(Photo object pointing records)
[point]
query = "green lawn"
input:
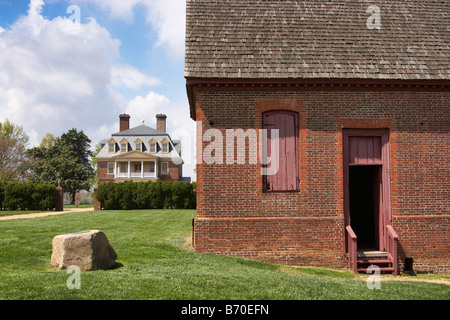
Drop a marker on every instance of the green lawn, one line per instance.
(153, 263)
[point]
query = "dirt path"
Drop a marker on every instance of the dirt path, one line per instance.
(44, 214)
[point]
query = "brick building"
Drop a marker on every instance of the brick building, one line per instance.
(140, 154)
(358, 95)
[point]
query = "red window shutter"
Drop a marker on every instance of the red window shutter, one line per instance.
(287, 176)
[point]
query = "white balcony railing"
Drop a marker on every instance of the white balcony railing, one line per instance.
(135, 175)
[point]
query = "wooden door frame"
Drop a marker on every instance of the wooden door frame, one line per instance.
(385, 217)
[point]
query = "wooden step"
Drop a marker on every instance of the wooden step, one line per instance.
(374, 261)
(372, 254)
(385, 269)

§ **WHAT IS EXPECTED**
In the copy, include no pictures; restate the listing above exactly.

§ **EXPECTED ANSWER**
[point]
query = "green lawn"
input:
Drop a marker on every instance of the green lawn, one line per instance.
(153, 263)
[point]
query = "dirt path"
Drop a marker on every instance of the dirt path, one line per instance.
(44, 214)
[point]
query = "brick building"
Drop a marker on every instance of the brick building, one line per instance.
(140, 154)
(358, 95)
[point]
query = "red window shutter"
Drop a marker on every instance of the red window shutter, one line per instance.
(287, 176)
[point]
query = "white balcony railing"
Drop a marker on every instance of the white balcony railing, one line per instance.
(135, 175)
[point]
query = "wooden door frame"
Drop a marker on every instance of the wooden door frame, one line per instance.
(385, 217)
[point]
query = "wooden step"
Drop a marker on every instance of the wooden step, one line per instance.
(374, 261)
(372, 254)
(385, 269)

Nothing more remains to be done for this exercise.